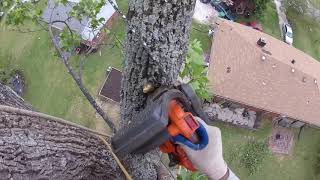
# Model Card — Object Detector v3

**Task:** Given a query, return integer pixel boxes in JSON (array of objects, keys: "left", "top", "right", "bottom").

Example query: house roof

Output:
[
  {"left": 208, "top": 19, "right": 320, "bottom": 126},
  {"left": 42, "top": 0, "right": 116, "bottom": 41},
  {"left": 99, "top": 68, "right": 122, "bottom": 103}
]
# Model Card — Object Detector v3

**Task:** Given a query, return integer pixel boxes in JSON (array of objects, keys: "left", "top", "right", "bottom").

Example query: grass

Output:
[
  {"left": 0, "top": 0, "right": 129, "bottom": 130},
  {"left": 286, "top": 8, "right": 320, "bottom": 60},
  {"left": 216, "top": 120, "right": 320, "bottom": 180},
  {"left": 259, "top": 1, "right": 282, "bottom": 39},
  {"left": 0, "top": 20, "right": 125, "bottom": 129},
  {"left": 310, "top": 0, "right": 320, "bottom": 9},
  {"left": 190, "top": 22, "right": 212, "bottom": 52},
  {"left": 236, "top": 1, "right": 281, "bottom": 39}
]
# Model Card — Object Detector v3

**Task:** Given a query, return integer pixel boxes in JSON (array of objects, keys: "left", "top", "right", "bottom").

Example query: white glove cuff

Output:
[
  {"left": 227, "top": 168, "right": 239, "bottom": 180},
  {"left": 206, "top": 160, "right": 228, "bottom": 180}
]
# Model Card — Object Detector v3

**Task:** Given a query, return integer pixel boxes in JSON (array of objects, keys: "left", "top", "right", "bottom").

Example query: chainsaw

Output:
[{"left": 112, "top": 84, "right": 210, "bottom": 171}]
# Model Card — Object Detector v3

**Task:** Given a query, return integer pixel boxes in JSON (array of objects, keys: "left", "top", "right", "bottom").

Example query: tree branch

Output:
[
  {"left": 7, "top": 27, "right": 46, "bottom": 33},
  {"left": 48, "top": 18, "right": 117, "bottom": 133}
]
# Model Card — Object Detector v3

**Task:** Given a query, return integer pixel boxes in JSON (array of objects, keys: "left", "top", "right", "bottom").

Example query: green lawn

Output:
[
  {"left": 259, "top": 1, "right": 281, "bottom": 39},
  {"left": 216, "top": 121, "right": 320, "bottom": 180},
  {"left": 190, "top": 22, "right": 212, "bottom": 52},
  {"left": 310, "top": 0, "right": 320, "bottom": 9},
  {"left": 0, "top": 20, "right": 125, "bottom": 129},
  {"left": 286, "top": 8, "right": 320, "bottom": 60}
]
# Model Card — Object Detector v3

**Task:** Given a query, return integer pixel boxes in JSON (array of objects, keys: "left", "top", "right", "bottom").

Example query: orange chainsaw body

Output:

━━━

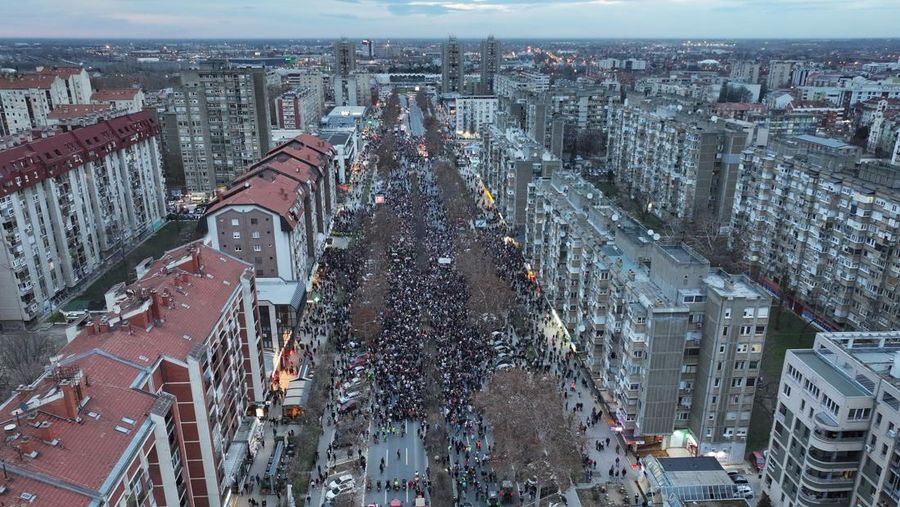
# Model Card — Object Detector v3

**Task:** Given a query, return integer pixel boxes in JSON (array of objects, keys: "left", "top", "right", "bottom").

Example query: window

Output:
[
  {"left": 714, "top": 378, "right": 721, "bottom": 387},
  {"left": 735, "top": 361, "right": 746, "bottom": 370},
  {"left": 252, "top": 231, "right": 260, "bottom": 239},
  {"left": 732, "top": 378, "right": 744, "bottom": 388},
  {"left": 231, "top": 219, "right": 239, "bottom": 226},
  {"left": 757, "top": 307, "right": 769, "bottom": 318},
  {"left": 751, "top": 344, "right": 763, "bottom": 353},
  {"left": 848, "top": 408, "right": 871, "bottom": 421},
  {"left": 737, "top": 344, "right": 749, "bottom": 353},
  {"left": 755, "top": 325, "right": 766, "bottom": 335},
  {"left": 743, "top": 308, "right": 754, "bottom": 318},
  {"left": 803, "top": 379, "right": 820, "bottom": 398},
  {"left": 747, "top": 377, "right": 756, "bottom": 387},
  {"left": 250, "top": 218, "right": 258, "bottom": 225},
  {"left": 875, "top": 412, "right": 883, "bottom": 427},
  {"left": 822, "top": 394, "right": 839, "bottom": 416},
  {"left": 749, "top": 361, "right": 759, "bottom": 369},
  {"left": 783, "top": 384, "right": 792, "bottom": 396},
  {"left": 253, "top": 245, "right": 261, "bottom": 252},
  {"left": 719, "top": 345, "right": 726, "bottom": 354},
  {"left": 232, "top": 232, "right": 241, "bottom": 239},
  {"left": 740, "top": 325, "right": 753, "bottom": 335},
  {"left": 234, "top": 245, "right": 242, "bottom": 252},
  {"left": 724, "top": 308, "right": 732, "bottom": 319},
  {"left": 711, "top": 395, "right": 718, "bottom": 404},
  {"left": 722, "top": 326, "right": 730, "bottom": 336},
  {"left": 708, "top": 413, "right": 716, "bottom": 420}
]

━━━

Across the records above, how many lines hold the string "chainsaw"? The number alone will do.

2